== Source document ==

————

Attention and executive function
In contrast to the performance deficit on part A of the Trail Making Test, patients and controls did not significantly differ on part B of this task. On the Vigil task, patients made significantly more errors of omission than controls; however, commission errors did not differ between groups. Analysis of omission errors across time revealed that patients were impaired throughout this task, indicated by the absence of a significant group×time interaction (F (3,369)=0.833, P=0.471). Patients’ performance was also significantly poorer than that of the control group on the Stroop task and their response accuracy on the Tower of London task was impaired. On the latter task's latency measures, patients’ motor initiation and motor execution times were significantly greater than those of the controls, as were their overall initial and subsequent thinking times. However, when the motor times were subtracted from the thinking times to provide indices of planning times per se, patients’ initial and subsequent response times did not differ significantly from controls. No group×level interaction was present across any Tower of London index (P≥0.169). On the Controlled Oral Word Association Test, patients generated significantly fewer correct responses than controls, but made no more perseverative responses, and they recalled significantly fewer digits on the Digits Backward test. On the SOPT, there was a significant main effect of group, as patients made significantly more errors than controls, but no group×set-size interaction (F (3,309)=0.632, P=0.586). For Spatial Working Memory between-search errors there was a significant main effect of group, with patients making significantly more errors than controls, but again no group×level interaction (F (2,248)=0.931, P=0.387); however, on this test's strategy index, patients’ scores were no different from controls.
Immediate memory
Unlike their performance on the Digits Forward task, patients’ CANTAB Spatial Span scores were significantly below those of the controls.
Declarative memory
Patients’ performance was no different from that of controls on the CANTAB Pattern Recognition Memory task, but they showed significant impairment on the Spatial Recognition Memory task. On the CANTAB Matching to Sample tasks there was no between-group difference when the stimuli were presented simultaneously. On the delayed trials, however, patients’ performance was significantly poorer than controls’. The absence of a group×delay interaction (F (2,240)=0.867, P=0.422) suggests that the deficit is not delay-dependent. On the Paired Associates Learning test patients required significantly more trials than controls to complete the task. Patients also completed fewer sets successfully and located fewer patterns correctly after a single presentation.

————

== Task A ==
According to the test results, on which part of the Trail Making Test did patients and controls not differ significantly?
== Task B ==
Summarize the test results in two sentences.
The lines after this text come from a separate source.

————

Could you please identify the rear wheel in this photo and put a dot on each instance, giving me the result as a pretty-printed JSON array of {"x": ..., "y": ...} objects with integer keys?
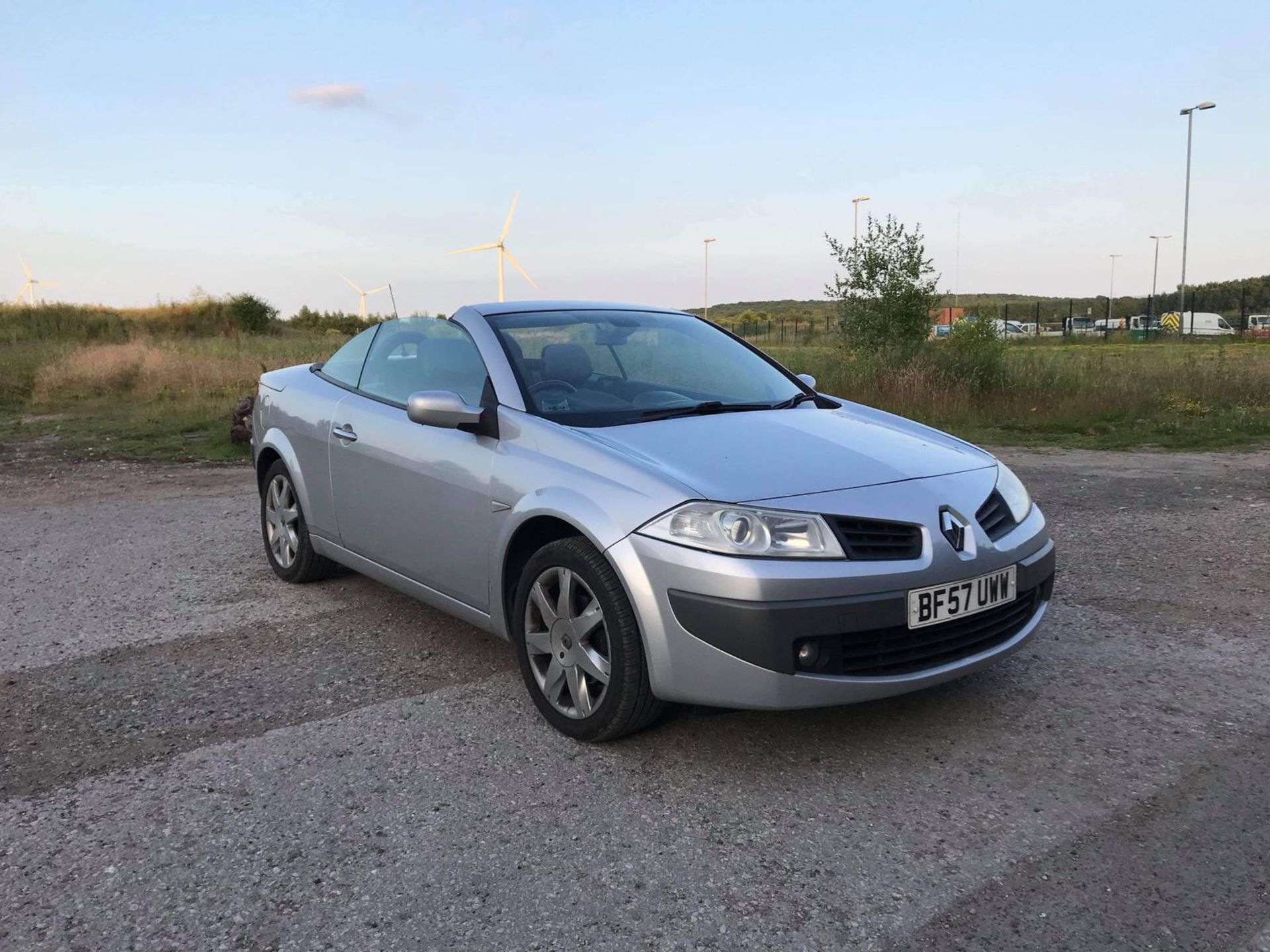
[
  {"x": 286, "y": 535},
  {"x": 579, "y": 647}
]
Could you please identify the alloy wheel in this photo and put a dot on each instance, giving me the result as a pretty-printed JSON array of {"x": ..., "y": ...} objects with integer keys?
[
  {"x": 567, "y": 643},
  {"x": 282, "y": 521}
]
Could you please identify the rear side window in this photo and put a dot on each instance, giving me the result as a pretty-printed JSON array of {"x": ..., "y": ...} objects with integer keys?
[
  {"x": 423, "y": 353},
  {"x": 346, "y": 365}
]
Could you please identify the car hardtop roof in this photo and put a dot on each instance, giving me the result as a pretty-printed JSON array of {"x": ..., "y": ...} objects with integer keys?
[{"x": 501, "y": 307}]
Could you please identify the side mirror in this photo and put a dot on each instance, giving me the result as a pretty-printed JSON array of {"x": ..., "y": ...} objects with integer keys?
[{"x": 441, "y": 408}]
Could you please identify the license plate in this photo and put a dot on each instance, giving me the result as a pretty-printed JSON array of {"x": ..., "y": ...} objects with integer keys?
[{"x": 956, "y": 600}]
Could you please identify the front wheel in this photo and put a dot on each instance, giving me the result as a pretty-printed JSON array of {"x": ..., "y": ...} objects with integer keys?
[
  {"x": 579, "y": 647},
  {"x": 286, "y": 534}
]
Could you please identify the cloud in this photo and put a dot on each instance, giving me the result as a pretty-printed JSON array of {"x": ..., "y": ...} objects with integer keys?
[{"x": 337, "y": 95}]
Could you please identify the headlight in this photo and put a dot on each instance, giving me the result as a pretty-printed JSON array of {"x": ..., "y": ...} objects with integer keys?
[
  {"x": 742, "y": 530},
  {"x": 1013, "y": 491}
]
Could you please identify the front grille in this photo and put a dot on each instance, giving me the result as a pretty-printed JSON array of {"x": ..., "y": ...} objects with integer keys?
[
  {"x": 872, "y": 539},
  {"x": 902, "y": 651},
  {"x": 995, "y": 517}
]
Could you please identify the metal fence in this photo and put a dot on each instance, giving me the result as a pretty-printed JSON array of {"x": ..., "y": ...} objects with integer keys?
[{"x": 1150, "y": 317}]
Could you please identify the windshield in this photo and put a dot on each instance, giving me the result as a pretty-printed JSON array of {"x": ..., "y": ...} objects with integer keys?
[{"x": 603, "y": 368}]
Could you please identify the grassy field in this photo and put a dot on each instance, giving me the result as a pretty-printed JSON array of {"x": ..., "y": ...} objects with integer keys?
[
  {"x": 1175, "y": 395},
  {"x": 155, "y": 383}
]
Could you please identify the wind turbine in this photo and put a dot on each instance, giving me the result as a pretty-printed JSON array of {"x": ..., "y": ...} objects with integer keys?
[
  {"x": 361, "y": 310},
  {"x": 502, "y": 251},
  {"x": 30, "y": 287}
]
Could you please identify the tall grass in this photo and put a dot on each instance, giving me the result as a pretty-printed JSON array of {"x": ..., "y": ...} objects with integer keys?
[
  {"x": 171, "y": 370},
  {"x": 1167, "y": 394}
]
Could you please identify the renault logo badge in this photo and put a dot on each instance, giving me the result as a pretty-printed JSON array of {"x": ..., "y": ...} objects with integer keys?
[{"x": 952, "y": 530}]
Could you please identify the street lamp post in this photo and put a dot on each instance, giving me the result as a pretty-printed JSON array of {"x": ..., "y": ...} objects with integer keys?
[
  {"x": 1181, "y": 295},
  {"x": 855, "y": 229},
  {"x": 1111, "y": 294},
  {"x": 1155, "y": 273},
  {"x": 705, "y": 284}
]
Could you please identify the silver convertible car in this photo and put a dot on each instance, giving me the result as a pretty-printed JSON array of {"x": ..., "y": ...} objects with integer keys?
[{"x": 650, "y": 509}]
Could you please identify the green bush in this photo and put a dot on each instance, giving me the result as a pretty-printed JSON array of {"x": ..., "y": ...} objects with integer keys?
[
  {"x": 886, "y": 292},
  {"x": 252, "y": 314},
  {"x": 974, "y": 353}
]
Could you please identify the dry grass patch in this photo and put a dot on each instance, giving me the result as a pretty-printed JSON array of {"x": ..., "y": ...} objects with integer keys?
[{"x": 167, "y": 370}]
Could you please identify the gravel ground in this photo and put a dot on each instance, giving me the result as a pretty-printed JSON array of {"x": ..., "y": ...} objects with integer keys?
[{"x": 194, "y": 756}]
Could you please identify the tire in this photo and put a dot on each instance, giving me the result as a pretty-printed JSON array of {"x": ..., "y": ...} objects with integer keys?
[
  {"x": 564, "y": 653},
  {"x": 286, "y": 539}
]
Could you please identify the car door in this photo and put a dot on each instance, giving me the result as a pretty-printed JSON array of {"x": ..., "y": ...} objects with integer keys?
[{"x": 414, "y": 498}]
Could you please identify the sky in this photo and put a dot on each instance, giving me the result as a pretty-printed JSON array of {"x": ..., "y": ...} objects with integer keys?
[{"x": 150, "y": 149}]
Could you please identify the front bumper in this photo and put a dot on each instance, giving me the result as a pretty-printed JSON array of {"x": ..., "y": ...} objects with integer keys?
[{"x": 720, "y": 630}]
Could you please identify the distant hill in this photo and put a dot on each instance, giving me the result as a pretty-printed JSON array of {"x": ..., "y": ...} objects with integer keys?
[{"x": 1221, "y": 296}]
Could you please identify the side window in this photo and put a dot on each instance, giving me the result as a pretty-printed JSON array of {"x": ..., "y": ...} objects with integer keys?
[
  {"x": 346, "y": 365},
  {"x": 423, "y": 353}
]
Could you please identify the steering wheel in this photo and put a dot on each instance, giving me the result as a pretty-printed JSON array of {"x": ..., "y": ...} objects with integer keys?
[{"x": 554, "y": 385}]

————

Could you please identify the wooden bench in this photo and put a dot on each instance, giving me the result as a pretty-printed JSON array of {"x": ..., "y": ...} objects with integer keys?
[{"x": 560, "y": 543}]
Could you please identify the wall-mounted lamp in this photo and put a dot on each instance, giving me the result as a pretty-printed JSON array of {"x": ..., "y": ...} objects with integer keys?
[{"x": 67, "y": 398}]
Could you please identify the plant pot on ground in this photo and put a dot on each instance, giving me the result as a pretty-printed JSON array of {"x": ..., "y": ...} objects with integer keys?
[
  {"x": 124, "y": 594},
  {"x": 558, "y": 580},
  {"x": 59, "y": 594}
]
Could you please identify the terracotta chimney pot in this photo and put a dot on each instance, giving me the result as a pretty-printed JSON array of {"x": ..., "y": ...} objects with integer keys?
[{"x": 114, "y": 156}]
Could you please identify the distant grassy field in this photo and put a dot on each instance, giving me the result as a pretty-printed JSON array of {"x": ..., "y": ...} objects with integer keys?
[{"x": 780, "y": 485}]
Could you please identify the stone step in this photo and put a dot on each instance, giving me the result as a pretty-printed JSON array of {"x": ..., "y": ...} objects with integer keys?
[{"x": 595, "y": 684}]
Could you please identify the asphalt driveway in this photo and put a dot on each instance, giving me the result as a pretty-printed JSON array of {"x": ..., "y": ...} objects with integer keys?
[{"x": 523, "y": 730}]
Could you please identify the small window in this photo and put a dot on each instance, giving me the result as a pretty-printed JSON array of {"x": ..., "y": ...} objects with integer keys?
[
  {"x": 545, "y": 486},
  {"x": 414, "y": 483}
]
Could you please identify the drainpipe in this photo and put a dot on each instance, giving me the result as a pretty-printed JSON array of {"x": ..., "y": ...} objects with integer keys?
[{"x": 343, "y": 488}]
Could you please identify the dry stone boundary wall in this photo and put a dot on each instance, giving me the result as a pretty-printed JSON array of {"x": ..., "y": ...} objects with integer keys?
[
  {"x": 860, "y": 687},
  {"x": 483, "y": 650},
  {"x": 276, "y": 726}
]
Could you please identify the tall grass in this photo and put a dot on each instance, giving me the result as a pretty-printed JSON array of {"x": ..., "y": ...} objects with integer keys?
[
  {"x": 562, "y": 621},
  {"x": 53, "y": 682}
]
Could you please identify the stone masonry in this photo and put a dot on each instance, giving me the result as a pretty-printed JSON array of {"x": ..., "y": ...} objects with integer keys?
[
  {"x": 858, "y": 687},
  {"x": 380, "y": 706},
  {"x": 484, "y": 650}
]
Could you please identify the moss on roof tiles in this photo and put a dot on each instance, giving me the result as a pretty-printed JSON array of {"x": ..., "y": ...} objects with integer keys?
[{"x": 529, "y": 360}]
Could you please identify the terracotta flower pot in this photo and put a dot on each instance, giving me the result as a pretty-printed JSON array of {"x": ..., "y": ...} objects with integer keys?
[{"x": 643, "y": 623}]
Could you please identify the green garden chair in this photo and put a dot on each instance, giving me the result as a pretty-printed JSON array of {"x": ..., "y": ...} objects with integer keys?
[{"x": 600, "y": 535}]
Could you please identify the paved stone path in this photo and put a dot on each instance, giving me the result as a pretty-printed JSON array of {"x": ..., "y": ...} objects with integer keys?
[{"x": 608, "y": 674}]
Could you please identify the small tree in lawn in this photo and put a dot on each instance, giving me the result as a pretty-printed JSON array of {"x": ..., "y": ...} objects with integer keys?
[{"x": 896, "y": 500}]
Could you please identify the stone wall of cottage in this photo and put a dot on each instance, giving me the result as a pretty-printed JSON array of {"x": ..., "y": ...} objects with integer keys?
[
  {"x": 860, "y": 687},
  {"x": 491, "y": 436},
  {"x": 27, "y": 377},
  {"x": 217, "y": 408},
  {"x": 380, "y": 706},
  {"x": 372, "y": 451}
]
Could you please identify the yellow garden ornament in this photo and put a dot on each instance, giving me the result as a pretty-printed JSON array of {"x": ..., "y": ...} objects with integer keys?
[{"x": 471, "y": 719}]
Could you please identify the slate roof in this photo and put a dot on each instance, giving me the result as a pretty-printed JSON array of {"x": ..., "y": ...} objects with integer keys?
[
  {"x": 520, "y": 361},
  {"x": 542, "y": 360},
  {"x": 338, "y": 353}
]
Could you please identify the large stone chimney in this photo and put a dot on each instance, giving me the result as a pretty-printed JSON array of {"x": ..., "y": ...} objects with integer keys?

————

== Final answer A ==
Part B.

== Final answer B ==
Patients did significantly worse than controls on many measures of attention, executive function, and memory, including omission errors on the Vigil task, the Stroop task, Tower of London accuracy, the Controlled Oral Word Association Test, Digits Backward, Spatial Span, Spatial Recognition Memory, and delayed Matching to Sample. They did not differ from controls on part B of the Trail Making Test, Tower of London planning times, the Spatial Working Memory strategy index, Pattern Recognition Memory, or Matching to Sample with simultaneous stimuli.